» **Texto de estudio**:
⟨
A las personas nos cuesta ser testigos del dolor ajeno, del dolor normal ante la pérdida de un ser querido. Nos cuesta porque por asociación de ideas, presenciar el dolor ajeno nos hace entrar en contacto con nuestro propio dolor. Y entrar en contacto con el dolor que nos ha llevado tanto tiempo arrinconar implica una reversa emocional para la que no estamos preparados.
La muerte de Luz Mery Tristán conmovió e impactó a los colombianos, y a mí, porque, aunque no la conocía personalmente, nos marcó su historia en el deporte y su ejemplo de mujer emprendedora que jamás olvidaremos. También nos dolió la muerte del médico colombiano que viajó a Tailandia a disfrutar de unas vacaciones y encontró la muerte.
⟩
» **Consigna 1**:
Según el texto sobre el dolor ante la pérdida de un ser querido, ¿adónde viajó el médico colombiano cuya muerte se menciona?
» **Consigna 2**:
Retoma el texto sobre el dolor ante la pérdida de un ser querido y continúalo a partir de su última oración.

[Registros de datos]
⟨
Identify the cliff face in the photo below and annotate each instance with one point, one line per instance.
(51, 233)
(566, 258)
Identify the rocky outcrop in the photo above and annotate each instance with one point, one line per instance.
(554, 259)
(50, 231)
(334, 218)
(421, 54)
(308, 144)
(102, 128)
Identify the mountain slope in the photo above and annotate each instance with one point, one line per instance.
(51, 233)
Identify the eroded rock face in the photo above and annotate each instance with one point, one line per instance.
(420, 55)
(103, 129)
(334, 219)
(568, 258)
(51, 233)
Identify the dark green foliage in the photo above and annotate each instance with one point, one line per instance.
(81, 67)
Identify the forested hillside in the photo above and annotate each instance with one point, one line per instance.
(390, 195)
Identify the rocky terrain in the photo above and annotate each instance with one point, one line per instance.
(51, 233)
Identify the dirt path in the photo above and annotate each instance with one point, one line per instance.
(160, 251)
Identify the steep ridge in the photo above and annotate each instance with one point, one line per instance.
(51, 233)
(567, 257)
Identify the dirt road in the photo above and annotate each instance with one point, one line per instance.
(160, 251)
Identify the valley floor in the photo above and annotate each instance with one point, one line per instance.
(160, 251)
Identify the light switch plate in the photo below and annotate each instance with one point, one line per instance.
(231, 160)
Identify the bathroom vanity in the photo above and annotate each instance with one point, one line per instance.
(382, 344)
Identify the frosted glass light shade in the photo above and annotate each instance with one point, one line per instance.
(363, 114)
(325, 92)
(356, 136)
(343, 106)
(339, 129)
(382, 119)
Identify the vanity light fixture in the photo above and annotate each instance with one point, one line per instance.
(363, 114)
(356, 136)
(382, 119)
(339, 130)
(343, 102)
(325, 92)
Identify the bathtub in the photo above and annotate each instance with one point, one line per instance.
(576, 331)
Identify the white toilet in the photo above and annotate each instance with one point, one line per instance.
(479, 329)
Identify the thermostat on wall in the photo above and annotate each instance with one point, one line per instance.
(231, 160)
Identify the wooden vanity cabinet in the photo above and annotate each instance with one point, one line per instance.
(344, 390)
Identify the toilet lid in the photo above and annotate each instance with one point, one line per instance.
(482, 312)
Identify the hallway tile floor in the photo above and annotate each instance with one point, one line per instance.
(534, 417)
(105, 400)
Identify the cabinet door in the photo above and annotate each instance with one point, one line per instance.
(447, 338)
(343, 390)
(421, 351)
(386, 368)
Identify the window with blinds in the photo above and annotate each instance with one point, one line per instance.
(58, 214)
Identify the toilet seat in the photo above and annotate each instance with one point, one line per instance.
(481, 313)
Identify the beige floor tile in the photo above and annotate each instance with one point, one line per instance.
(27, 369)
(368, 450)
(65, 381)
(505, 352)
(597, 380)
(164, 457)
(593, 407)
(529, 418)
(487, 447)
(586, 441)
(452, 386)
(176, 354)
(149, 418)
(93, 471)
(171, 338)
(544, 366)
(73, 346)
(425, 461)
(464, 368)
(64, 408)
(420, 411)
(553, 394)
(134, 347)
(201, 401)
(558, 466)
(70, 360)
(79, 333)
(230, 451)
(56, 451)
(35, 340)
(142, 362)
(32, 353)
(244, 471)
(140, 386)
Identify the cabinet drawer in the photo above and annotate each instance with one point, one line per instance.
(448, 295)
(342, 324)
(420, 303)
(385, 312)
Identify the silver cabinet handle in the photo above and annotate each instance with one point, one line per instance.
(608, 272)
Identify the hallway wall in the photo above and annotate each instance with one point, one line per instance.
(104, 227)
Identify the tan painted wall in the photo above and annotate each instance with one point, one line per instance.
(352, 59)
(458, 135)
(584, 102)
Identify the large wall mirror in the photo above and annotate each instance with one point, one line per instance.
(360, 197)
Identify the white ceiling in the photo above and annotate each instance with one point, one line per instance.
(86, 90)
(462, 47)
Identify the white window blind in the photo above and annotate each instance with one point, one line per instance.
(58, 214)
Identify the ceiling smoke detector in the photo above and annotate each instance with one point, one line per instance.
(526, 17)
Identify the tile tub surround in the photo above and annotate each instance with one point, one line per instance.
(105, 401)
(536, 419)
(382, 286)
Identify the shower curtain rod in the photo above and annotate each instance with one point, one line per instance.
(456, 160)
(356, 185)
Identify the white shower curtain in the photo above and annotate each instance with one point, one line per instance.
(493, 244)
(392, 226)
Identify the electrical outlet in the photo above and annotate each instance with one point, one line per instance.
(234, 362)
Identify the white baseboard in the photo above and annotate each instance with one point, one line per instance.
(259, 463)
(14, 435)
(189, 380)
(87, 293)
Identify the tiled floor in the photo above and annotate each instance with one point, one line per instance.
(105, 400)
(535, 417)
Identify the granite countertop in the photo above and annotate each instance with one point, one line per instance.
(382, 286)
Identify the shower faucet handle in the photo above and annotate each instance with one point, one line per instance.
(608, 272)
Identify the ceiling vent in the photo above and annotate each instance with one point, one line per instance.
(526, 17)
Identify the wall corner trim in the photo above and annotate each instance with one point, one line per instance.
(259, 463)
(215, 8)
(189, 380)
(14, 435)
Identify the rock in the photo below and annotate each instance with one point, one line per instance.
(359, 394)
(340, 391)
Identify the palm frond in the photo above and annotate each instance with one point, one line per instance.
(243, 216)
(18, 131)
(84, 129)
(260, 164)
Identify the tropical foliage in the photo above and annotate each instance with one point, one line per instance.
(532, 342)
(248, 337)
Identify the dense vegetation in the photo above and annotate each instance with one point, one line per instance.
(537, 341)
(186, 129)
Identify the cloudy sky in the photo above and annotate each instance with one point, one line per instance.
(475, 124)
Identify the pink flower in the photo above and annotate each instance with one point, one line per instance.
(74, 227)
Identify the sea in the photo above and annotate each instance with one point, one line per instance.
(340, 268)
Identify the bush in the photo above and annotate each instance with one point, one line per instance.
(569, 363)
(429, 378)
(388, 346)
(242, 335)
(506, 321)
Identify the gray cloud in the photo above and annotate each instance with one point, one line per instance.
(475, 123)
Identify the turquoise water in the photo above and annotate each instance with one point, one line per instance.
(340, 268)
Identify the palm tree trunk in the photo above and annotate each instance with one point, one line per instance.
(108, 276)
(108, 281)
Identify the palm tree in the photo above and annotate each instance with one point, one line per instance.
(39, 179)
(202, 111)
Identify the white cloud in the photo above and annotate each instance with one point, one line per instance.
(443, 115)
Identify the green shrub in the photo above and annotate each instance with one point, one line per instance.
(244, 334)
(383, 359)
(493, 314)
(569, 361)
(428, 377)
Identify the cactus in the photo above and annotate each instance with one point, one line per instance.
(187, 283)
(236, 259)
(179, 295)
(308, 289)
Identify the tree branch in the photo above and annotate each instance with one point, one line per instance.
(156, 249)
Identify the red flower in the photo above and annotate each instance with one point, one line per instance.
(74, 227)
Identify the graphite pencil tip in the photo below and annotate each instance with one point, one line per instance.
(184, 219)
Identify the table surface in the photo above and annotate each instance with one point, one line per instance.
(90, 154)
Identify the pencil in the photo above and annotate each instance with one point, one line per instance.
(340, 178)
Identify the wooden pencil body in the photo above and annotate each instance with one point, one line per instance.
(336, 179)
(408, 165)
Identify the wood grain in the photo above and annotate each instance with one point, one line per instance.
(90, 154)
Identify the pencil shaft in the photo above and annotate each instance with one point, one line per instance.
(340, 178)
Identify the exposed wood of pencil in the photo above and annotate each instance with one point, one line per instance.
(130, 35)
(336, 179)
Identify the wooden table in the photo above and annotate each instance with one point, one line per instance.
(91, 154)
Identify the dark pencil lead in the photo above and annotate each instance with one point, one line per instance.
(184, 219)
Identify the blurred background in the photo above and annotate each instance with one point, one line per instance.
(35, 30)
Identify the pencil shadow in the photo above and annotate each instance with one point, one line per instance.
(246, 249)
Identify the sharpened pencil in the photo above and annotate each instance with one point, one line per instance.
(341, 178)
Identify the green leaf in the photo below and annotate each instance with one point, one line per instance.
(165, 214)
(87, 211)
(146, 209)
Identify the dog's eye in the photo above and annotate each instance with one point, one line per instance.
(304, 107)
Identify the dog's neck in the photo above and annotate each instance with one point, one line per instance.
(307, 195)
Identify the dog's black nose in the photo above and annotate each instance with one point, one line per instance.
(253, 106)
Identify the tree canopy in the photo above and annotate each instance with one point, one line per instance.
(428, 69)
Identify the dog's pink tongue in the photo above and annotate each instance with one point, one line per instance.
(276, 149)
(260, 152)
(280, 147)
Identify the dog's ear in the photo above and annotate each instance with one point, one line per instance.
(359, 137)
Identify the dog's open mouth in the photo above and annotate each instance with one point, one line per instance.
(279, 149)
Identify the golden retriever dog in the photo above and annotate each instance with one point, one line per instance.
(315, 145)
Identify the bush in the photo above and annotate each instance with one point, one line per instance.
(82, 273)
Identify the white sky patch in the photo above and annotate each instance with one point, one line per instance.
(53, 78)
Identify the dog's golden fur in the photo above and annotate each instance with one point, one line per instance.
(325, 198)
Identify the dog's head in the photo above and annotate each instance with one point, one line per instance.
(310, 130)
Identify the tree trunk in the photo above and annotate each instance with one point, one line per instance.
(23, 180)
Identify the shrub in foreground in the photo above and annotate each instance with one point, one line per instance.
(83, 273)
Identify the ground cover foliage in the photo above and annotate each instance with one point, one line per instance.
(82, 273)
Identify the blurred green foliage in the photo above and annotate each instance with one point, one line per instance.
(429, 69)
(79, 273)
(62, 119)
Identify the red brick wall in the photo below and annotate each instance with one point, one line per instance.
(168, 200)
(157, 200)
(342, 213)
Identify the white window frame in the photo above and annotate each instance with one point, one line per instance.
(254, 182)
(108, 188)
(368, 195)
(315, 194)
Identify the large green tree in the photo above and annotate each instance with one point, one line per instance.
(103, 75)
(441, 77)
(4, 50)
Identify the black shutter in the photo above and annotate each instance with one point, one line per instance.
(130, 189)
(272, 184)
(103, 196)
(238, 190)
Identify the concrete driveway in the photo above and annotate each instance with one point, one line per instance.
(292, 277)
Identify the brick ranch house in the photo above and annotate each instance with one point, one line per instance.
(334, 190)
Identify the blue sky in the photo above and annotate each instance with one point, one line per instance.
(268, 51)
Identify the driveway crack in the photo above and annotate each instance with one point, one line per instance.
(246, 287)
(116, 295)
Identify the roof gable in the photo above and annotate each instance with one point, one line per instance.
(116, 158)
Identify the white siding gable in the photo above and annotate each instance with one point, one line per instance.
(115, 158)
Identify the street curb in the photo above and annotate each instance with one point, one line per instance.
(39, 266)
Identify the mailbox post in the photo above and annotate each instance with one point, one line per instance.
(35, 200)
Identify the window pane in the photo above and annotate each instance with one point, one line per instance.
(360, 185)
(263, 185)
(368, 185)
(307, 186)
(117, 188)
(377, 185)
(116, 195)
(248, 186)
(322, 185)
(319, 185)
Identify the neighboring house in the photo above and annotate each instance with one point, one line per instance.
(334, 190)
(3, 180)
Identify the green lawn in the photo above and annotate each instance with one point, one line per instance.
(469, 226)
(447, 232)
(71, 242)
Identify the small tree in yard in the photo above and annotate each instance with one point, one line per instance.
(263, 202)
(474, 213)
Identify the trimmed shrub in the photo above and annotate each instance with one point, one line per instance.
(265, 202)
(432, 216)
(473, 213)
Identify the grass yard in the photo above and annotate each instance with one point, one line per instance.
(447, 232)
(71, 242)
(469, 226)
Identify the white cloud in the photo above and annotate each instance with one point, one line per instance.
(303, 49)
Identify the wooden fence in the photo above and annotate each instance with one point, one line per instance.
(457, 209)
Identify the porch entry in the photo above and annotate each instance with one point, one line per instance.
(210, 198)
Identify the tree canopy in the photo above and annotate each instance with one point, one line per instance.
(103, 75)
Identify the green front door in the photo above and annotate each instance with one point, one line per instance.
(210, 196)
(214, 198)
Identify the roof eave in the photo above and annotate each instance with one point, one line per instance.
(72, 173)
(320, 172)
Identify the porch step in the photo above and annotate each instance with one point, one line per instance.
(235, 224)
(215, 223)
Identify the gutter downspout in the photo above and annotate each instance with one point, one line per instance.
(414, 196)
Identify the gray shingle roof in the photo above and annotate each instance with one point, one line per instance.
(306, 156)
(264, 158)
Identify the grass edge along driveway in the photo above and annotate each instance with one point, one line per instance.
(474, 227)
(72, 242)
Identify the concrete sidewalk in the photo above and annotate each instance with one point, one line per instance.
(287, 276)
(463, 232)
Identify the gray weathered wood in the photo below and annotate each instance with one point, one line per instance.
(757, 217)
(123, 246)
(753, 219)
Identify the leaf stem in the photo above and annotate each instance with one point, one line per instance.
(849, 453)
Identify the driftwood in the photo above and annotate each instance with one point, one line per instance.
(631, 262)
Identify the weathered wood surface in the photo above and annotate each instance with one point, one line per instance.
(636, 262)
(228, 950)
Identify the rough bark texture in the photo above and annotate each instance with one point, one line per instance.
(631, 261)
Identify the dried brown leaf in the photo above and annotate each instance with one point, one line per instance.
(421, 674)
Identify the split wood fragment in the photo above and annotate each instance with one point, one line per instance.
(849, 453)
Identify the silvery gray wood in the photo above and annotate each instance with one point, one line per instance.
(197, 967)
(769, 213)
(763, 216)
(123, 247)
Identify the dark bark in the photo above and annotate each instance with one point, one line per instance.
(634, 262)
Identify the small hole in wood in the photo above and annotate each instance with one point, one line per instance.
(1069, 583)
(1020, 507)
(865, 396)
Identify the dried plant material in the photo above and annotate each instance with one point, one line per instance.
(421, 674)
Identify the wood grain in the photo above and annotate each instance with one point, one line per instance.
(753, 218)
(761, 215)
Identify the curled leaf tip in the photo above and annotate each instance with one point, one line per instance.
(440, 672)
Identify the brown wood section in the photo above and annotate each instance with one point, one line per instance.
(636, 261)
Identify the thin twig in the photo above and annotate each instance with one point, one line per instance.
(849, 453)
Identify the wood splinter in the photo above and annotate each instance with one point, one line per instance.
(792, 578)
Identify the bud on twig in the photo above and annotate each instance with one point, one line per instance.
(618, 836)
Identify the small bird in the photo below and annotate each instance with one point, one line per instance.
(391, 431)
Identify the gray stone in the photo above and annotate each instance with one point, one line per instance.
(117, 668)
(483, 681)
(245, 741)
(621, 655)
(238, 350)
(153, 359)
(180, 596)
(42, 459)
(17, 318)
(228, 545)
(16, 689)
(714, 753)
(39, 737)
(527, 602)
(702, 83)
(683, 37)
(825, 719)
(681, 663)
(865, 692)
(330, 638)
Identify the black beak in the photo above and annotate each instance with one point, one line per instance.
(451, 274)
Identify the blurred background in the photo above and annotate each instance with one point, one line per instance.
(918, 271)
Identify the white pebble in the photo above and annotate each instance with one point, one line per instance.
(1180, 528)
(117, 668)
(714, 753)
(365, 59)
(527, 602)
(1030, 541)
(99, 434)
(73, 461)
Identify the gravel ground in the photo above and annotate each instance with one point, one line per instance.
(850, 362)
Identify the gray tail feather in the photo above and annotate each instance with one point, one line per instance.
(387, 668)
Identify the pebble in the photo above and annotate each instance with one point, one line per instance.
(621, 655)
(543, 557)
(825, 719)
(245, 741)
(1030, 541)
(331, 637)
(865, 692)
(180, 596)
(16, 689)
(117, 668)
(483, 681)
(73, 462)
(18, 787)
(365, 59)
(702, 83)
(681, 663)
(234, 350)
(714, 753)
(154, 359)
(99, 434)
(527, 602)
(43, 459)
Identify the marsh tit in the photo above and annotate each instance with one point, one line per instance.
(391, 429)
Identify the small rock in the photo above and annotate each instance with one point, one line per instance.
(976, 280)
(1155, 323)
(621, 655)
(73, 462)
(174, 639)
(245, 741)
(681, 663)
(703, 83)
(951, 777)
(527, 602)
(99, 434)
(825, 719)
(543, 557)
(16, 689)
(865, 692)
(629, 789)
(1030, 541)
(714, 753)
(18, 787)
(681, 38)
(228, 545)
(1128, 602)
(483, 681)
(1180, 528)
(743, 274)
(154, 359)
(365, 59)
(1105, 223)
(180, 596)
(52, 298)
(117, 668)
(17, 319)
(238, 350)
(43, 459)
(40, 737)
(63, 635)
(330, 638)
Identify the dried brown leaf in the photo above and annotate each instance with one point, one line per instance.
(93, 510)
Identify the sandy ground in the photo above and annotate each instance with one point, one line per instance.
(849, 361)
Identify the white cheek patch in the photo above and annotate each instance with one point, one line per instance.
⟩
» **Respuesta 1**:
Viajó a Tailandia a disfrutar de unas vacaciones.

» **Respuesta 2**:
Y qué dicen del fallecimiento, casi a diario, de gran cantidad de jóvenes que apenas están comenzando a vivir y pierden su existencia, producto de las balas asesinas o accidentes, especialmente en moto. Al parecer, tenemos que aprender a aceptar e incluso convivir con cierto nivel de dolor e insatisfacción, asumiendo que la vida no es una fiesta continua y que debemos estar más en contacto con la realidad. No queremos decir que la vida no pueda ser bella, lo que hay es que redefinir las expectativas que tenemos acerca de las situaciones.
La realidad es que, a pesar de la belleza y de la felicidad, más o menos efímera de la que disfrutamos durante nuestra vida, experimentar dolor, sufrimiento o vivir de cerca la muerte de un ser querido es inevitable.
Pasamos gran parte de nuestra vida imaginando lo hermosa que será nuestra existencia, con unos ideales acerca del amor, de la pareja y del bienestar claramente influenciados por las películas de Disney. Y es el velo de esta fantasía el que a veces nos impide apreciar la belleza de los instantes que disfrutamos, simplemente porque estamos más pendientes de que coincidan con aquello que imaginamos, y no cómo son en realidad.
Por esta razón, “no busques cuentos con final feliz, mejor, busca ser feliz sin tanto cuento”.